# Page extract

* * *

In public relations and politics, spin is a form of propaganda, achieved through knowingly providing a biased interpretation of an event. While traditional public relations and advertising may manage their presentation of facts, "spin" often implies the use of disingenuous, deceptive, and manipulative tactics.

Because of the frequent association between spin and press conferences (especially government press conferences), the room in which these conferences take place is sometimes described as a "spin room". Public relations advisors, pollsters and media consultants who develop deceptive or misleading messages may be referred to as "spin doctors" or "spinmeisters".

A standard tactic used in "spinning" is to reframe or modify the perception of an issue or event to reduce any negative impact it might have on public opinion. For example, a company whose top-selling product is found to have a significant safety problem may "reframe" the issue by criticizing the safety of its main competitor's products or by highlighting the risk associated with the entire product category. This might be done using a "catchy" slogan or sound bite that can help to persuade the public of the company's biased point of view. This tactic could enable the company to refocus the public's attention away from the negative aspects of its product.

* * *

# Record excerpts
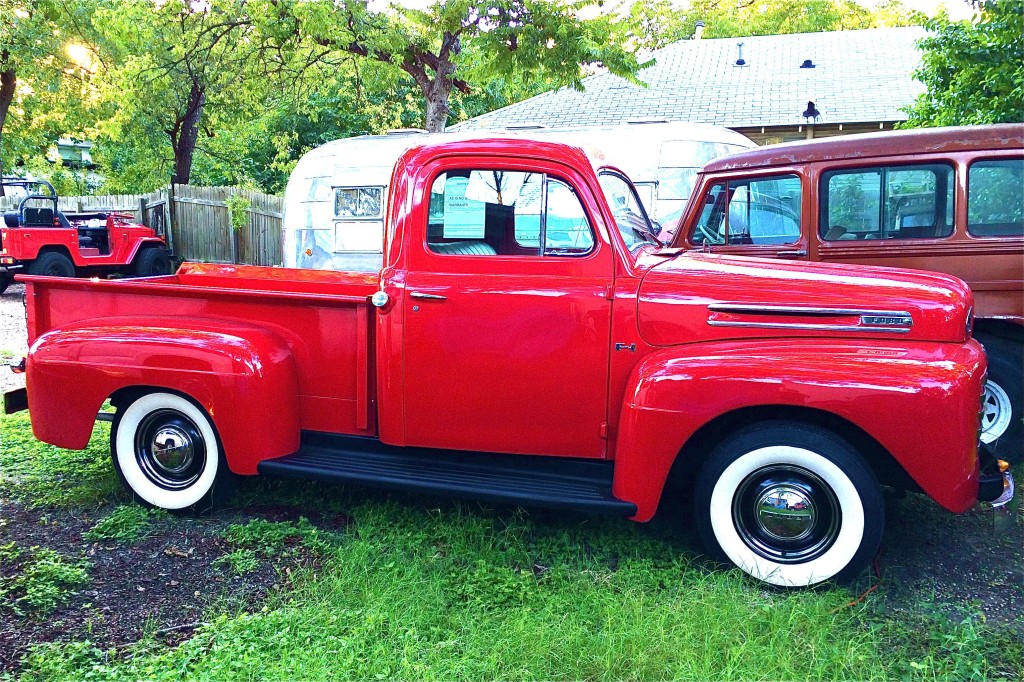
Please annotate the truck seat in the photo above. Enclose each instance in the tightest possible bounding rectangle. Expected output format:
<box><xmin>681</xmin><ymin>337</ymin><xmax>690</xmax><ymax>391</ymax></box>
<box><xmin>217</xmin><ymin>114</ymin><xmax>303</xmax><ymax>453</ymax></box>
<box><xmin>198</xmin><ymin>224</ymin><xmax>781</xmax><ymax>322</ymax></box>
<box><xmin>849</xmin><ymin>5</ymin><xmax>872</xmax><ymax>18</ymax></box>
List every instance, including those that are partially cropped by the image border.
<box><xmin>428</xmin><ymin>241</ymin><xmax>498</xmax><ymax>256</ymax></box>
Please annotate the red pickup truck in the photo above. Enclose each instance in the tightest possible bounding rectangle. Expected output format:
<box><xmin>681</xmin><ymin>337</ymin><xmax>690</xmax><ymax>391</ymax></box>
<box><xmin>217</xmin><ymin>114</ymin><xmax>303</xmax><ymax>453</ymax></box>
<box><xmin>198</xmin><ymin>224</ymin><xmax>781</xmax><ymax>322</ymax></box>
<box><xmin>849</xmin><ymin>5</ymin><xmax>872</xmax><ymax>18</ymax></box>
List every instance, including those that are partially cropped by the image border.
<box><xmin>8</xmin><ymin>139</ymin><xmax>1013</xmax><ymax>586</ymax></box>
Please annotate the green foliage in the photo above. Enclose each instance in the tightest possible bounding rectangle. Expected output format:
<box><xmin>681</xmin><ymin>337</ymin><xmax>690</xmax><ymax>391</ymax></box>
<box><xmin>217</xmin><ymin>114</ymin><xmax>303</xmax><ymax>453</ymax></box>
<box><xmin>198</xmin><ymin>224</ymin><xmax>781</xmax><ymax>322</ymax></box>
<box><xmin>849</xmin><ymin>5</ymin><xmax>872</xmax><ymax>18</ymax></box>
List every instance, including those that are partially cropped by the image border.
<box><xmin>903</xmin><ymin>0</ymin><xmax>1024</xmax><ymax>127</ymax></box>
<box><xmin>0</xmin><ymin>405</ymin><xmax>124</xmax><ymax>507</ymax></box>
<box><xmin>82</xmin><ymin>505</ymin><xmax>166</xmax><ymax>543</ymax></box>
<box><xmin>629</xmin><ymin>0</ymin><xmax>924</xmax><ymax>49</ymax></box>
<box><xmin>0</xmin><ymin>545</ymin><xmax>89</xmax><ymax>616</ymax></box>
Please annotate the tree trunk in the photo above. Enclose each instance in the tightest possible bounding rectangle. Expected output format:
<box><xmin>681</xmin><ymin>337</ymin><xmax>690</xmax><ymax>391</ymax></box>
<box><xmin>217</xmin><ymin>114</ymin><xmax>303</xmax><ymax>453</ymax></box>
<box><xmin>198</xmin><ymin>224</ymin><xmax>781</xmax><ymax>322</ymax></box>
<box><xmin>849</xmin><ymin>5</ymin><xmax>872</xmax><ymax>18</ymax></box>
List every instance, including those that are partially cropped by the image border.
<box><xmin>171</xmin><ymin>81</ymin><xmax>206</xmax><ymax>184</ymax></box>
<box><xmin>421</xmin><ymin>76</ymin><xmax>452</xmax><ymax>132</ymax></box>
<box><xmin>0</xmin><ymin>55</ymin><xmax>17</xmax><ymax>197</ymax></box>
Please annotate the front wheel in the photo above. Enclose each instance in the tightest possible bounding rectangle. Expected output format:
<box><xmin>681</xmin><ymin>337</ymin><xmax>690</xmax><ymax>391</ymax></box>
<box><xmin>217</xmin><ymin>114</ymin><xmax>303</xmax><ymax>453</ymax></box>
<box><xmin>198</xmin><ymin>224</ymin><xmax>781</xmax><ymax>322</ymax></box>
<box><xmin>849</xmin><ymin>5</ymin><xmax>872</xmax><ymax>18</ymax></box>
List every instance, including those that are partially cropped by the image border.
<box><xmin>694</xmin><ymin>422</ymin><xmax>885</xmax><ymax>587</ymax></box>
<box><xmin>111</xmin><ymin>392</ymin><xmax>234</xmax><ymax>512</ymax></box>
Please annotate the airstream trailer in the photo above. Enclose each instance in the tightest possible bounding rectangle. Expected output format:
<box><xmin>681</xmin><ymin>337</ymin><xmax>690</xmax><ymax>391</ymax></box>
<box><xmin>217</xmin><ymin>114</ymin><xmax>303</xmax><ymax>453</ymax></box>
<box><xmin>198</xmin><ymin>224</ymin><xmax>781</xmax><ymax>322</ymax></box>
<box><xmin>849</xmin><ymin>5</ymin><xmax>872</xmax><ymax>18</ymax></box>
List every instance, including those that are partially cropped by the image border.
<box><xmin>283</xmin><ymin>123</ymin><xmax>755</xmax><ymax>272</ymax></box>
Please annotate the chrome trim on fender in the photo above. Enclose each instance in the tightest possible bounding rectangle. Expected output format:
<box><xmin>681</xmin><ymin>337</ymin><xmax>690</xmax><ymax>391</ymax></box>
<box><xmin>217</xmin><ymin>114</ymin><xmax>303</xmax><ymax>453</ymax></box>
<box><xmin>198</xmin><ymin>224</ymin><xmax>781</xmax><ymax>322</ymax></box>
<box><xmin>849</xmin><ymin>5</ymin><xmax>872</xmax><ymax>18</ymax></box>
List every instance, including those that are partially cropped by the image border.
<box><xmin>708</xmin><ymin>319</ymin><xmax>910</xmax><ymax>334</ymax></box>
<box><xmin>708</xmin><ymin>303</ymin><xmax>911</xmax><ymax>317</ymax></box>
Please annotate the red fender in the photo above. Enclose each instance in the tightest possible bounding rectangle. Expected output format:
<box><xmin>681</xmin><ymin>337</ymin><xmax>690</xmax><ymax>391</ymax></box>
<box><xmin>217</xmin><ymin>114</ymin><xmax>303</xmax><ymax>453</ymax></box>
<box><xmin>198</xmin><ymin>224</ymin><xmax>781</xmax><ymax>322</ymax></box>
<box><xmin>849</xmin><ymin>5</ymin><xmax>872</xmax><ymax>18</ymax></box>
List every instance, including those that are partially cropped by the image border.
<box><xmin>612</xmin><ymin>339</ymin><xmax>986</xmax><ymax>521</ymax></box>
<box><xmin>27</xmin><ymin>316</ymin><xmax>299</xmax><ymax>474</ymax></box>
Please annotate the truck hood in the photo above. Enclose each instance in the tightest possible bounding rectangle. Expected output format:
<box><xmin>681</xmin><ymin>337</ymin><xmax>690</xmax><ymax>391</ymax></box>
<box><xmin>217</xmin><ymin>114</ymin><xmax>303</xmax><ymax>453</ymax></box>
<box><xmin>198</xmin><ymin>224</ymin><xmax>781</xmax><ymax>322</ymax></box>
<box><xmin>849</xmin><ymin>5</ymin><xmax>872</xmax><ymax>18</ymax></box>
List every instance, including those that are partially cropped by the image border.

* * *

# Brief 1
Take the part of the spin excerpt that begins with the words "A standard tactic" and ends with "of its product.", and rewrite it with "slogan" changed to "tagline".
# Brief 2
Extend the text about spin in politics and public relations, starting after its final sentence.

# Response area 1
A standard tactic used in "spinning" is to reframe or modify the perception of an issue or event to reduce any negative impact it might have on public opinion. For example, a company whose top-selling product is found to have a significant safety problem may "reframe" the issue by criticizing the safety of its main competitor's products or by highlighting the risk associated with the entire product category. This might be done using a "catchy" tagline or sound bite that can help to persuade the public of the company's biased point of view. This tactic could enable the company to refocus the public's attention away from the negative aspects of its product.

# Response area 2
Spinning is typically a service provided by paid media advisors and media consultants. The largest and most powerful companies may have in-house employees and sophisticated units with expertise in spinning issues. While spin is often considered to be a private-sector tactic, in the 1990s and 2000s some politicians and political staff were accused of using deceptive "spin" tactics to manipulate or deceive the public. Spin may include "burying" potentially negative new information by releasing it at the end of the workday on the last day before a long weekend; selectively cherry-picking quotes from previous speeches made by their employer or an opposing politician to give the impression that they advocate a certain position; or purposely leaking misinformation about an opposing politician or candidate that casts them in a negative light.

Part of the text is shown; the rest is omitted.